GIVEN INSTRUCTION:
Find each line in the lines below that contains the word "cloud", and copy those lines in full.

--- MATERIAL FOR THIS EXERCISE ---

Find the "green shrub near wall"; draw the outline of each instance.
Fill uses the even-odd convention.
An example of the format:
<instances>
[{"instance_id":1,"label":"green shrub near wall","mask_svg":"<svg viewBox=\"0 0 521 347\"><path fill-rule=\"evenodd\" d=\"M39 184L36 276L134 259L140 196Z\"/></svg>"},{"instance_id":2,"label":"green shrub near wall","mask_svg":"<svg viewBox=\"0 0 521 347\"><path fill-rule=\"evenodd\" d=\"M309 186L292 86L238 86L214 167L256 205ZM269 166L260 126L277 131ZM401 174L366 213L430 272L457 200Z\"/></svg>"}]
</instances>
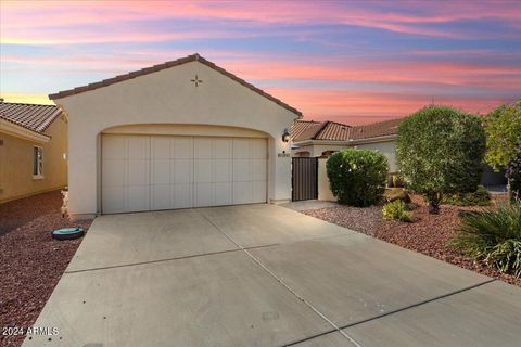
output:
<instances>
[{"instance_id":1,"label":"green shrub near wall","mask_svg":"<svg viewBox=\"0 0 521 347\"><path fill-rule=\"evenodd\" d=\"M373 205L382 198L389 164L381 153L369 150L344 150L326 163L331 192L340 204Z\"/></svg>"},{"instance_id":2,"label":"green shrub near wall","mask_svg":"<svg viewBox=\"0 0 521 347\"><path fill-rule=\"evenodd\" d=\"M479 116L447 106L421 108L399 123L396 159L406 187L437 214L444 196L475 192L486 146Z\"/></svg>"}]
</instances>

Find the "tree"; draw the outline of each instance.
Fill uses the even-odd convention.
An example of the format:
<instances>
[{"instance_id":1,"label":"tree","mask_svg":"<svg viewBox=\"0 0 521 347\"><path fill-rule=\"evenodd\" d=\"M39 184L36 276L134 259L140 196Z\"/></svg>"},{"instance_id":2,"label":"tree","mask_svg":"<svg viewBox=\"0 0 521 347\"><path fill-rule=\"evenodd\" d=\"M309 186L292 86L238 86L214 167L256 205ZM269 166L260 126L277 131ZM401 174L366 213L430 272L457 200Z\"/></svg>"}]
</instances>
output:
<instances>
[{"instance_id":1,"label":"tree","mask_svg":"<svg viewBox=\"0 0 521 347\"><path fill-rule=\"evenodd\" d=\"M396 158L406 185L440 213L444 194L473 192L486 149L480 117L447 106L429 106L401 121Z\"/></svg>"},{"instance_id":2,"label":"tree","mask_svg":"<svg viewBox=\"0 0 521 347\"><path fill-rule=\"evenodd\" d=\"M501 105L485 117L485 162L494 169L507 168L521 144L521 100Z\"/></svg>"},{"instance_id":3,"label":"tree","mask_svg":"<svg viewBox=\"0 0 521 347\"><path fill-rule=\"evenodd\" d=\"M326 163L331 192L340 204L369 206L378 203L385 191L387 159L368 150L344 150Z\"/></svg>"}]
</instances>

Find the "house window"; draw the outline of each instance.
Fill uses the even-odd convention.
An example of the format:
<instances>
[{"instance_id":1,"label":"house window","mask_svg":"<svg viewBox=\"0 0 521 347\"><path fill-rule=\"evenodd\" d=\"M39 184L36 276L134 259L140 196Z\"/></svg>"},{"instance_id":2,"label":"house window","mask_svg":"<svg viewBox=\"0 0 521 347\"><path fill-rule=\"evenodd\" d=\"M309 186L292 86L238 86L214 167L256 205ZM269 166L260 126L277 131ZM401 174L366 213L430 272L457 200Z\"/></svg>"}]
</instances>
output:
<instances>
[{"instance_id":1,"label":"house window","mask_svg":"<svg viewBox=\"0 0 521 347\"><path fill-rule=\"evenodd\" d=\"M33 178L41 179L43 178L43 149L42 147L33 147Z\"/></svg>"}]
</instances>

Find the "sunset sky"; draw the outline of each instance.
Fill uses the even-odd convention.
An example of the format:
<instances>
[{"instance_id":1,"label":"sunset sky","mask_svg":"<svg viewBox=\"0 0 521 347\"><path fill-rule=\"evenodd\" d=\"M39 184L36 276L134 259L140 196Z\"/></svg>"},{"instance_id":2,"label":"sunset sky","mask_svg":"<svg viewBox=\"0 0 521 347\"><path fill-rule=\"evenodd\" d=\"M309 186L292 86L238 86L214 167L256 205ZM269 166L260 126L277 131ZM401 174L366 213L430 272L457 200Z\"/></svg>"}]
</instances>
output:
<instances>
[{"instance_id":1,"label":"sunset sky","mask_svg":"<svg viewBox=\"0 0 521 347\"><path fill-rule=\"evenodd\" d=\"M521 1L0 1L0 94L48 93L200 53L350 125L521 99ZM47 101L49 102L49 101Z\"/></svg>"}]
</instances>

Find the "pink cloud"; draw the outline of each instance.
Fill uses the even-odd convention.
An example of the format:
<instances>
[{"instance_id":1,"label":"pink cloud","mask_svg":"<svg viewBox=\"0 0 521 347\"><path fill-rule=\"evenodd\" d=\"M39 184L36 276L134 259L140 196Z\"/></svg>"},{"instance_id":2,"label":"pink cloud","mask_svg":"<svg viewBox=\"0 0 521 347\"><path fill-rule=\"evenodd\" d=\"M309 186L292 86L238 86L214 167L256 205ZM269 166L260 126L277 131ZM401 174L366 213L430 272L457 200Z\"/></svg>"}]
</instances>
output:
<instances>
[{"instance_id":1,"label":"pink cloud","mask_svg":"<svg viewBox=\"0 0 521 347\"><path fill-rule=\"evenodd\" d=\"M339 5L342 4L342 5ZM369 3L374 4L374 3ZM250 2L200 2L200 1L128 1L125 5L117 1L20 1L2 3L2 41L4 43L90 43L90 42L142 42L166 41L198 37L240 37L241 30L220 33L200 31L191 28L183 33L165 34L160 29L141 34L136 28L113 34L115 24L131 24L137 21L161 18L177 20L217 20L223 25L242 25L250 28L279 25L288 28L302 24L340 24L379 28L383 30L424 35L434 37L472 38L467 33L425 27L424 24L448 23L461 20L497 18L505 23L519 25L521 7L510 3L508 7L475 2L471 5L462 2L422 2L411 3L420 14L405 14L371 5L363 9L358 3L350 2L298 2L277 1L267 4L264 1ZM74 27L89 26L84 35L71 36L67 30ZM104 27L96 30L92 27ZM219 31L219 30L217 30ZM486 35L486 33L482 33ZM509 35L509 34L505 34Z\"/></svg>"}]
</instances>

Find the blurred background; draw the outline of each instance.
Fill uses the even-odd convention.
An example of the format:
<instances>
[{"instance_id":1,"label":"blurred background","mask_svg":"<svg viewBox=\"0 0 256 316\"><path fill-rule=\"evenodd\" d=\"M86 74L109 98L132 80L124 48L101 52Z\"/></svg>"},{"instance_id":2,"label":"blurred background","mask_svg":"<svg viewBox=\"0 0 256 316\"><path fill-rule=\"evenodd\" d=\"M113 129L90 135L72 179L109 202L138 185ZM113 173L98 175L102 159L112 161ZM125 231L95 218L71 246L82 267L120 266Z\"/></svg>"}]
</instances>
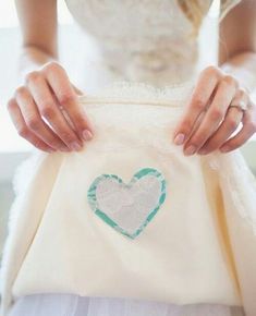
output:
<instances>
[{"instance_id":1,"label":"blurred background","mask_svg":"<svg viewBox=\"0 0 256 316\"><path fill-rule=\"evenodd\" d=\"M66 69L72 82L83 89L83 63L85 49L89 50L89 38L73 23L63 0L59 7L59 47L60 61ZM217 56L217 16L219 0L205 19L199 36L202 46L202 68L216 63ZM12 179L16 167L28 157L31 145L19 137L12 126L5 104L19 84L16 65L21 47L21 33L15 13L14 1L0 0L0 256L7 234L7 218L14 194ZM253 98L255 96L253 95ZM249 168L256 172L256 138L252 138L242 153Z\"/></svg>"}]
</instances>

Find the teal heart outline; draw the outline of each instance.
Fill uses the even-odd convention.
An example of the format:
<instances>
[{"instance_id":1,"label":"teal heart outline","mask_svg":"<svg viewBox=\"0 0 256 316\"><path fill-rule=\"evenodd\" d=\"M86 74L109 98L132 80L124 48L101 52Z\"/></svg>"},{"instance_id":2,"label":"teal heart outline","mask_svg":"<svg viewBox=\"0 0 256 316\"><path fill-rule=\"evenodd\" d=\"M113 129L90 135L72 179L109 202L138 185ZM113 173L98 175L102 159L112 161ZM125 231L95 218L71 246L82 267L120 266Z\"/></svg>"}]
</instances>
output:
<instances>
[{"instance_id":1,"label":"teal heart outline","mask_svg":"<svg viewBox=\"0 0 256 316\"><path fill-rule=\"evenodd\" d=\"M137 180L139 180L143 177L149 175L149 174L156 177L159 180L159 182L161 183L161 194L159 196L159 200L158 200L157 206L149 211L147 218L141 224L141 227L133 234L131 234L127 231L125 231L123 228L121 228L118 223L115 223L107 214L105 214L102 210L99 209L98 203L97 203L97 197L96 197L97 185L102 180L114 179L118 183L121 183L121 184L125 185L126 187L131 187ZM89 204L92 210L99 218L101 218L107 224L109 224L110 227L112 227L114 230L122 233L123 235L129 236L130 239L135 239L145 229L145 227L151 221L151 219L155 217L155 215L157 214L157 211L159 210L159 208L163 204L163 202L166 199L166 195L167 195L166 187L167 187L166 179L161 172L159 172L158 170L156 170L154 168L143 168L133 175L133 178L131 179L129 184L123 183L122 179L115 174L101 174L101 175L97 177L93 181L92 185L89 186L89 189L87 191L87 199L88 199L88 204Z\"/></svg>"}]
</instances>

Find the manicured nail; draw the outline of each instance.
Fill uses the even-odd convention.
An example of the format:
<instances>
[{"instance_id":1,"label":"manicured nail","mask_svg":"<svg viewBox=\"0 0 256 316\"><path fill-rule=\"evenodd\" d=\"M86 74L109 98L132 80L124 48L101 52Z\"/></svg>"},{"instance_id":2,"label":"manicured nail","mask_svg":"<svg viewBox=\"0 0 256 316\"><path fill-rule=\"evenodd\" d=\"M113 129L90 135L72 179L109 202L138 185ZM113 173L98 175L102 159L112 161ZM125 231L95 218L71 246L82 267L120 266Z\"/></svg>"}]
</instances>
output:
<instances>
[{"instance_id":1,"label":"manicured nail","mask_svg":"<svg viewBox=\"0 0 256 316\"><path fill-rule=\"evenodd\" d=\"M230 147L229 146L223 146L222 148L220 148L220 151L221 153L227 153L230 150Z\"/></svg>"},{"instance_id":2,"label":"manicured nail","mask_svg":"<svg viewBox=\"0 0 256 316\"><path fill-rule=\"evenodd\" d=\"M185 139L185 135L184 134L178 134L174 138L174 144L175 145L182 145L183 142Z\"/></svg>"},{"instance_id":3,"label":"manicured nail","mask_svg":"<svg viewBox=\"0 0 256 316\"><path fill-rule=\"evenodd\" d=\"M197 153L200 155L206 155L208 150L204 148L204 149L199 149Z\"/></svg>"},{"instance_id":4,"label":"manicured nail","mask_svg":"<svg viewBox=\"0 0 256 316\"><path fill-rule=\"evenodd\" d=\"M88 142L93 138L93 133L89 130L85 130L83 133L83 138Z\"/></svg>"},{"instance_id":5,"label":"manicured nail","mask_svg":"<svg viewBox=\"0 0 256 316\"><path fill-rule=\"evenodd\" d=\"M70 147L73 149L73 150L80 150L82 148L82 146L77 143L77 142L73 142L71 143Z\"/></svg>"},{"instance_id":6,"label":"manicured nail","mask_svg":"<svg viewBox=\"0 0 256 316\"><path fill-rule=\"evenodd\" d=\"M62 146L62 147L60 147L60 150L64 151L64 153L69 153L71 149L65 147L65 146Z\"/></svg>"},{"instance_id":7,"label":"manicured nail","mask_svg":"<svg viewBox=\"0 0 256 316\"><path fill-rule=\"evenodd\" d=\"M196 147L194 145L188 146L185 150L184 154L185 155L193 155L196 151Z\"/></svg>"}]
</instances>

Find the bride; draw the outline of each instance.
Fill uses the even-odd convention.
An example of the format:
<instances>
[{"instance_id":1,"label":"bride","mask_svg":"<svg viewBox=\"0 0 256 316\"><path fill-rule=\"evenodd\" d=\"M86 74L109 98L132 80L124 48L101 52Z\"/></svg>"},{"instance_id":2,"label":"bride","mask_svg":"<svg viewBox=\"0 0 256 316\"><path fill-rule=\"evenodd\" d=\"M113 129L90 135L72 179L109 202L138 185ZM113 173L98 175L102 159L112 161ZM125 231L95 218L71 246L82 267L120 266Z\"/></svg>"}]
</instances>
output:
<instances>
[{"instance_id":1,"label":"bride","mask_svg":"<svg viewBox=\"0 0 256 316\"><path fill-rule=\"evenodd\" d=\"M232 151L256 132L256 106L249 98L256 87L256 2L221 1L219 63L198 72L198 33L211 2L66 0L75 21L95 39L97 57L92 60L95 73L87 81L90 85L93 81L96 90L118 81L162 88L196 77L173 136L173 143L182 146L185 156ZM24 84L8 104L13 124L22 137L40 150L80 151L94 138L94 126L80 107L82 92L58 62L57 1L16 0L16 9L23 34ZM202 114L205 116L198 122ZM23 315L245 314L241 306L176 305L49 293L16 300L8 316Z\"/></svg>"}]
</instances>

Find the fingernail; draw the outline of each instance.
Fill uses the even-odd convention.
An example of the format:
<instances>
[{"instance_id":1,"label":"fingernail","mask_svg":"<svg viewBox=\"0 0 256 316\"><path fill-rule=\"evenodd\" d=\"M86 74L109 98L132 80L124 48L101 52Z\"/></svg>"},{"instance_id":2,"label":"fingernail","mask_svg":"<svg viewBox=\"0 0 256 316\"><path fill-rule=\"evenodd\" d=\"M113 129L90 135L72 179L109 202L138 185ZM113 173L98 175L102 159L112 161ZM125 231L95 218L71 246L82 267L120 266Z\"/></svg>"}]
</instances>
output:
<instances>
[{"instance_id":1,"label":"fingernail","mask_svg":"<svg viewBox=\"0 0 256 316\"><path fill-rule=\"evenodd\" d=\"M63 146L63 147L60 147L60 150L68 153L68 151L70 151L70 148Z\"/></svg>"},{"instance_id":2,"label":"fingernail","mask_svg":"<svg viewBox=\"0 0 256 316\"><path fill-rule=\"evenodd\" d=\"M88 130L85 130L83 133L83 138L87 142L90 141L93 138L93 133Z\"/></svg>"},{"instance_id":3,"label":"fingernail","mask_svg":"<svg viewBox=\"0 0 256 316\"><path fill-rule=\"evenodd\" d=\"M174 138L174 144L175 145L182 145L183 142L185 139L185 135L184 134L178 134Z\"/></svg>"},{"instance_id":4,"label":"fingernail","mask_svg":"<svg viewBox=\"0 0 256 316\"><path fill-rule=\"evenodd\" d=\"M199 149L197 153L200 155L206 155L208 153L208 150L207 149Z\"/></svg>"},{"instance_id":5,"label":"fingernail","mask_svg":"<svg viewBox=\"0 0 256 316\"><path fill-rule=\"evenodd\" d=\"M194 145L188 146L185 150L184 154L185 155L193 155L196 151L196 147Z\"/></svg>"},{"instance_id":6,"label":"fingernail","mask_svg":"<svg viewBox=\"0 0 256 316\"><path fill-rule=\"evenodd\" d=\"M229 146L223 146L222 148L220 148L220 151L221 153L227 153L230 150L230 147Z\"/></svg>"},{"instance_id":7,"label":"fingernail","mask_svg":"<svg viewBox=\"0 0 256 316\"><path fill-rule=\"evenodd\" d=\"M80 150L82 148L82 146L77 143L77 142L73 142L71 143L70 147L73 149L73 150Z\"/></svg>"}]
</instances>

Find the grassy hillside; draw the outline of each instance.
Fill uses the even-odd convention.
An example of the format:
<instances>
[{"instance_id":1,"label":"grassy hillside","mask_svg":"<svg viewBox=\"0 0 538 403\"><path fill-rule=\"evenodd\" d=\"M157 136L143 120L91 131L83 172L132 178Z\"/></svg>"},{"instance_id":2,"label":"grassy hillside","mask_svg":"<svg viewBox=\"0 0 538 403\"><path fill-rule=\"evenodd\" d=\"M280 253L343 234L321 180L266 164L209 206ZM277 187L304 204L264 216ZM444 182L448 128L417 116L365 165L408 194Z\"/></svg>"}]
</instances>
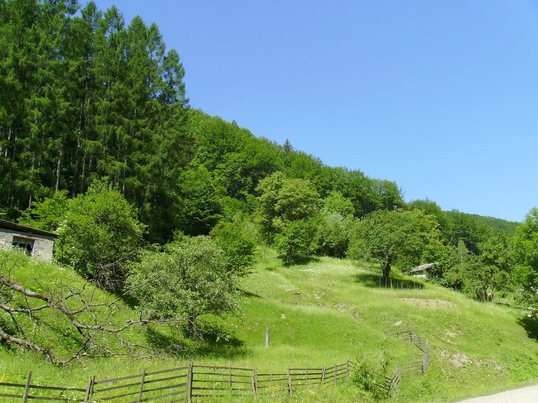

---

WRITTEN RESPONSE:
Find the "pink cloud"; draw the outline of each instance.
[{"instance_id":1,"label":"pink cloud","mask_svg":"<svg viewBox=\"0 0 521 347\"><path fill-rule=\"evenodd\" d=\"M39 184L36 276L134 259L140 196Z\"/></svg>"},{"instance_id":2,"label":"pink cloud","mask_svg":"<svg viewBox=\"0 0 521 347\"><path fill-rule=\"evenodd\" d=\"M309 186L292 86L238 86L214 167L256 205ZM269 166L260 126L277 131ZM401 174L366 213L430 272L457 200Z\"/></svg>"}]
[{"instance_id":1,"label":"pink cloud","mask_svg":"<svg viewBox=\"0 0 521 347\"><path fill-rule=\"evenodd\" d=\"M339 5L342 4L342 5ZM369 3L374 4L374 3ZM250 2L200 2L200 1L128 1L125 5L117 1L20 1L2 3L2 41L4 43L90 43L90 42L142 42L166 41L198 37L240 37L241 30L220 33L200 31L191 28L183 33L165 34L160 29L141 34L136 28L113 34L115 24L131 24L137 21L161 18L177 20L217 20L223 25L242 25L250 28L279 25L288 28L302 24L340 24L379 28L383 30L424 35L434 37L472 38L467 33L425 27L424 24L448 23L461 20L497 18L505 23L519 25L521 7L510 3L508 7L475 2L471 5L462 2L422 2L411 3L420 14L405 14L371 5L363 9L358 3L350 2L298 2L277 1L267 4L264 1ZM74 27L89 26L84 35L71 36L67 30ZM104 27L96 30L92 27ZM219 31L219 30L217 30ZM486 35L486 33L482 33ZM509 35L509 34L505 34Z\"/></svg>"}]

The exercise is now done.